What you will do: Rewrite only the lines starting with the one containing "nose by returning a bounding box for each" and going on through the one containing "Final verification step: confirm the presence of white fluffy", both ends included and the requests kept, shifting every bounding box coordinate up by 90.

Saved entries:
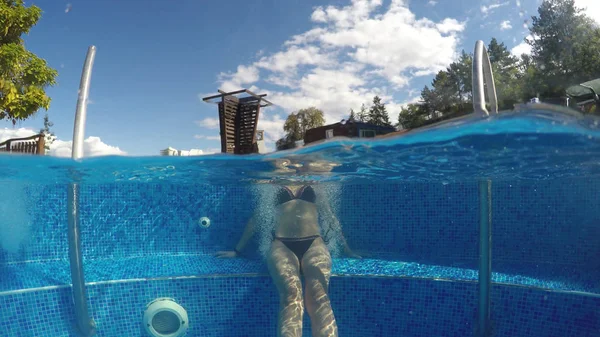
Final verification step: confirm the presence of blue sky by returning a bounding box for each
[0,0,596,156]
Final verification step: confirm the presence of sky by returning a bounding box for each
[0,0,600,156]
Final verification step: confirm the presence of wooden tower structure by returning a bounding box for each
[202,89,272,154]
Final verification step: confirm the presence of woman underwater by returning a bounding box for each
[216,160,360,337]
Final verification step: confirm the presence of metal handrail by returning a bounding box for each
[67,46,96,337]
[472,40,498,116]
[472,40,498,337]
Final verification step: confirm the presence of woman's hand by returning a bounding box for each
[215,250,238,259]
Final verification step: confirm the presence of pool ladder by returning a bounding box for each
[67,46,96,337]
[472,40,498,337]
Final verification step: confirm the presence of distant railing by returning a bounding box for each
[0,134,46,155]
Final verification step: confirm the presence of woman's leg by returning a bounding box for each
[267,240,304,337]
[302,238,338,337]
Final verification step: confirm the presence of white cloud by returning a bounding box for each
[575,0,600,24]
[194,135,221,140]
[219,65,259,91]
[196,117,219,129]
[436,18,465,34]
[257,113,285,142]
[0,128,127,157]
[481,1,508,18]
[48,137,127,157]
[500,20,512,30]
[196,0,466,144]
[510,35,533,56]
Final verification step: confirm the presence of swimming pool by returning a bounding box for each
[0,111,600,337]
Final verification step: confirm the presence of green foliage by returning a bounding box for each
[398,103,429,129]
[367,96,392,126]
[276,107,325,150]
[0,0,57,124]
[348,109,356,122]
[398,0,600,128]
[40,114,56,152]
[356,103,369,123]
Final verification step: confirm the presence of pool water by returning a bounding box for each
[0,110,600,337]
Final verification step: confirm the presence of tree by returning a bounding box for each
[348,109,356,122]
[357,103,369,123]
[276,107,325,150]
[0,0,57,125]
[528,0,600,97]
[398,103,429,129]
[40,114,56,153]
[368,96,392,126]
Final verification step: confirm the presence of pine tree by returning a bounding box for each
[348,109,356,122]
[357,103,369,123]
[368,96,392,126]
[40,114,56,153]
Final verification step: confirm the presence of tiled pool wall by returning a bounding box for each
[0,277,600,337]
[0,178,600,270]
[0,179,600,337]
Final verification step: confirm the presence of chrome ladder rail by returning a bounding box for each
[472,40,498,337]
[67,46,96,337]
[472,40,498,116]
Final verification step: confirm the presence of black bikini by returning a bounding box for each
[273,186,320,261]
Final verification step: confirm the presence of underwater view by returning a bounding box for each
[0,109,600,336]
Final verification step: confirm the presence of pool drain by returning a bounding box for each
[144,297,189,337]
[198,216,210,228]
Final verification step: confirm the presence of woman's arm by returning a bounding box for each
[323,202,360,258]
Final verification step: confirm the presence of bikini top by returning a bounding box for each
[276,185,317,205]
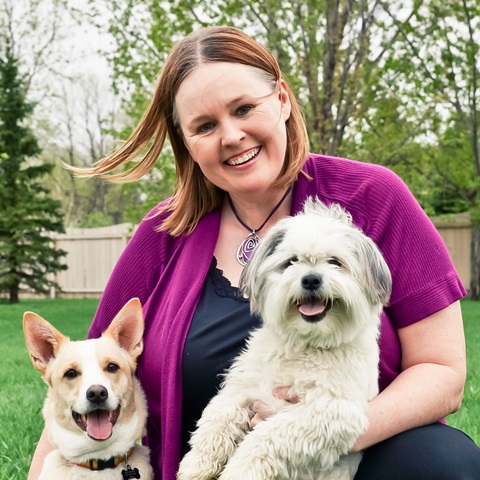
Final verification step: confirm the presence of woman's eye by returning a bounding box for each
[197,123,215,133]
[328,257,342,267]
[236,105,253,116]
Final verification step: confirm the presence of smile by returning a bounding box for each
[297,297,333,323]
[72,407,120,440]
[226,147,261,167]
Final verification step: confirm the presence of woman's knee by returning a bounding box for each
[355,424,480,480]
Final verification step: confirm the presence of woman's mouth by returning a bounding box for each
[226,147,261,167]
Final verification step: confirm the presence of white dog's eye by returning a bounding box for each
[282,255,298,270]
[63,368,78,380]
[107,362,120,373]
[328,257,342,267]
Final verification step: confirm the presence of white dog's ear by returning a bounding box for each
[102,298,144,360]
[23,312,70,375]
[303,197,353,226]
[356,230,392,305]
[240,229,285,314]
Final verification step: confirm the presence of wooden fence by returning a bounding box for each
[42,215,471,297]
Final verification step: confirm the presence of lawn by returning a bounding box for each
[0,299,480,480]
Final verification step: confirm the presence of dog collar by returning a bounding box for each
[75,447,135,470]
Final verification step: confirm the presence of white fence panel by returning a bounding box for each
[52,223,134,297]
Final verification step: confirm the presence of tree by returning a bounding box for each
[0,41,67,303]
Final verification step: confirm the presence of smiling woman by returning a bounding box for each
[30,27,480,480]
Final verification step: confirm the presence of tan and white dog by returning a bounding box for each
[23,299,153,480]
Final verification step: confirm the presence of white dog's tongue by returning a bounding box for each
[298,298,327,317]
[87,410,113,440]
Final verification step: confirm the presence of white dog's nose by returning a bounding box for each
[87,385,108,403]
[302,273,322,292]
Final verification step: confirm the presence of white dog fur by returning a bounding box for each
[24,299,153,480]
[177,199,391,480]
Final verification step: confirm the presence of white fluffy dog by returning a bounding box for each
...
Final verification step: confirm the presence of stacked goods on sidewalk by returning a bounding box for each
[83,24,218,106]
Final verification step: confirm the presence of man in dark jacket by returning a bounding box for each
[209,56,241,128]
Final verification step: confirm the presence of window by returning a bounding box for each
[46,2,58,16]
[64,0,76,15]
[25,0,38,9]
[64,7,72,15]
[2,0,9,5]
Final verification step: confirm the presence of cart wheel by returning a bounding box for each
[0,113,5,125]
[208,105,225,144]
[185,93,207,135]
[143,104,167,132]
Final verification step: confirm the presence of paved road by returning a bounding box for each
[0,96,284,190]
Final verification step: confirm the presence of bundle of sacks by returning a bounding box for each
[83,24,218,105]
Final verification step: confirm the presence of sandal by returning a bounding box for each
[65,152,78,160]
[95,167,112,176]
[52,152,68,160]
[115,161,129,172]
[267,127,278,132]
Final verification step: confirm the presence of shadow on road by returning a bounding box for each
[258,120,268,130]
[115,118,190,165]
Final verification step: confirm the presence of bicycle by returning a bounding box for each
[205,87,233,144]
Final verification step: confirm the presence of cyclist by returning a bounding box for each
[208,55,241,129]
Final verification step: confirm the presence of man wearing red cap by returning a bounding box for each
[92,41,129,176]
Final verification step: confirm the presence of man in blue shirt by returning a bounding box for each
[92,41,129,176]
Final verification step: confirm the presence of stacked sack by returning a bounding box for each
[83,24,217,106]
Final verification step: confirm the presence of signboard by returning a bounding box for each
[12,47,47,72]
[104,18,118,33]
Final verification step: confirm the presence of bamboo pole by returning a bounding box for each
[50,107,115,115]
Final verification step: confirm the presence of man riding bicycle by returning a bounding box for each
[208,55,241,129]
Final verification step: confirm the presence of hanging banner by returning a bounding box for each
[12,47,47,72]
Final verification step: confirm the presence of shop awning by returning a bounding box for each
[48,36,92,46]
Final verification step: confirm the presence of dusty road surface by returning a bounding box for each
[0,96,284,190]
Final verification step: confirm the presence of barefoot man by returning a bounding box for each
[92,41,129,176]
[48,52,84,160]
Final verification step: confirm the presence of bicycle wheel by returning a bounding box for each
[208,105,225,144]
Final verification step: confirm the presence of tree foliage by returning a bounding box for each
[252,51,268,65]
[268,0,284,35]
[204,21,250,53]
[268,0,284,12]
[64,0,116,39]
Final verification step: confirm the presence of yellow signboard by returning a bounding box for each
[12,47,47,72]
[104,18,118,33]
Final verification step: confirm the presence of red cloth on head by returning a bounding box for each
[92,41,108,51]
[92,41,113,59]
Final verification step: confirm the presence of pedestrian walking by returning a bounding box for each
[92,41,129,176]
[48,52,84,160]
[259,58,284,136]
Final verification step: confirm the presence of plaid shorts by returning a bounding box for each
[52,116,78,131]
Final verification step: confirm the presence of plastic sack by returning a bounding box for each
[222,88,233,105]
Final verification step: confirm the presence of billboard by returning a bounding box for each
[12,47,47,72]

Full answer:
Final verification step: confirm the presence of white dog's nose by returning a bounding box for each
[177,475,198,493]
[392,363,412,382]
Final verification step: confirm the presence of white dog fur by returning a bounding box for each
[114,389,243,570]
[267,289,481,570]
Final verification step: confirm the presence of white fluffy dog by returning a bounding box for each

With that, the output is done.